● CONSIGNE
Mettez à jour le passage de la critique du Sabre du mal allant de « Pourquoi Ryunosuke agit-il » à « impossible à tuer. », en remplaçant « démon » par « spectre ».

● TEXTE DE LA PAGE
____________
On peut affirmer que Shinobu Hashimoto est un des noms les plus importants du cinéma japonais de la seconde moitié du XXème siècle. En effet, c’est à lui que l’on doit les scénarios de Rashomon, des 7 Samouraïs, du Château de l’araignée ou de Dodes’kaden, (entre autres films) de Kurosawa ; de Harakiri et Rébellion, de Kobayashi ; de Nuages d’été, de Naruse, et de bien d’autres œuvres encore. S’il a signé quelques uns des sommets du chanbara (films de sabre mettant en scène bien souvent des rônins, samouraïs sans maître errant dans le Japon féodal), il a aussi été écrit des scénarios qui remettaient violemment en cause le mythe des samouraïs et de leur code d’honneur, le bushido.
C’est dans cette catégorie qu’il faut classer Le Sabre du mal, réalisé en 1965 par Kihachi Okamoto. Le cinéaste nous plonge dans un monde de violence à la limite du fantastique, à la rencontre d’un samouraï fou et sanguinaire (à moins qu’il ne soit hanté par son sabre). Il crée ainsi une œuvre qui marque le spectateur par son rejet des règles classiques du genre.
Le film débute au printemps 1860. Une jeune femme, Omatsu, se rend à Edo (la future Tokyo) avec son grand-père. Arrivés en haut du Col du Grand Bouddha, ils croisent un ronin (un samouraï sans maître) qui, sans prévenir, tue le grand-père d’un violent coup de sabre. Le ronin, Ryunosuke, fils indigne d’un vieil homme mourant, a été chassé par son maître.
Le lendemain, il va combattre un homme, Bunnojo, lors d’un tournoi votif. Tout le monde veut le convaincre de laisser Bunnojo gagner le combat afin que celui-ci ne perde pas la face. Au lieu de cela, Ryunosuke viole la femme de son adversaire et tue celui-ci.


Le film est avant tout centré sur le personnage de Ryunosuke. Le Sabre du Mal décrit un ronin violent, froid et inhumain. Jamais Ryunosuke ne montre de sentiment. L’acteur Tatsuya Nakadaï donne à son personnage un aspect fou et insensible. Son regard est impressionnant. Le réalisateur fait beaucoup de gros plans sur le visage de Ryunosuke, insistant sur son regard fou lors des combats, comme s’il était hors de lui, ou sur son visage méprisant lorsqu’il est avec Hama, la veuve de Bunnojo. Ces gros plans contribuent à l’ambiance sombre et hallucinée du film.
Pourquoi Ryunosuke agit-il ainsi ? Le film ne le dit pas exactement. La folie peut être une explication, mais le scénario ne rejette pas une explication surnaturelle :
« Il est possédé par le sabre du mal et il ne contrôle plus ses actes »
Ryunosuke serait donc un personnage hanté, une sorte de démon armé semant la mort et le malheur autour de lui. Toutes les personnes qui le côtoient en reviennent plus malheureuses. La réalisation donne un aspect surnaturel au film : Ryunosuke apparaît n’importe où sans prévenir, il semble immortel (voir la conclusion monstrueuse du film, à titre d’exemple), il est souvent plongé dans l’ombre, avec un visage que l’on ne peut voir. Tout cela culmine dans un final dantesque, où Ryunosuke apparaît plus que jamais comme un démon impossible à tuer.
____________
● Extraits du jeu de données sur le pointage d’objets

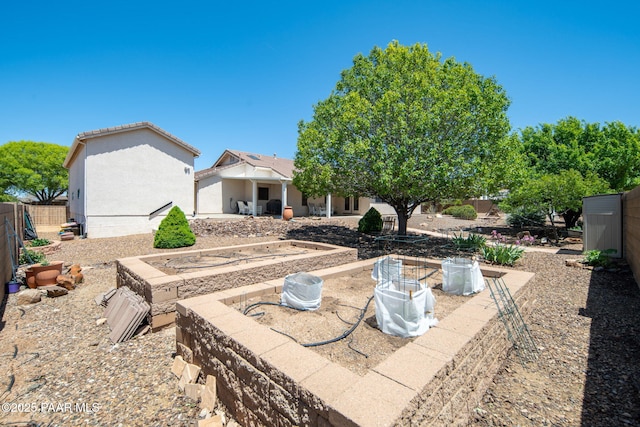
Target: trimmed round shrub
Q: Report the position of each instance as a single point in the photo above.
(462, 212)
(371, 222)
(523, 217)
(174, 231)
____________
● RÉSULTAT OBTENU
Pourquoi Ryunosuke agit-il ainsi ? Le film ne le dit pas exactement. La folie peut être une explication, mais le scénario ne rejette pas une explication surnaturelle :
« Il est possédé par le sabre du mal et il ne contrôle plus ses actes »
Ryunosuke serait donc un personnage hanté, une sorte de spectre armé semant la mort et le malheur autour de lui. Toutes les personnes qui le côtoient en reviennent plus malheureuses. La réalisation donne un aspect surnaturel au film : Ryunosuke apparaît n’importe où sans prévenir, il semble immortel (voir la conclusion monstrueuse du film, à titre d’exemple), il est souvent plongé dans l’ombre, avec un visage que l’on ne peut voir. Tout cela culmine dans un final dantesque, où Ryunosuke apparaît plus que jamais comme un spectre impossible à tuer.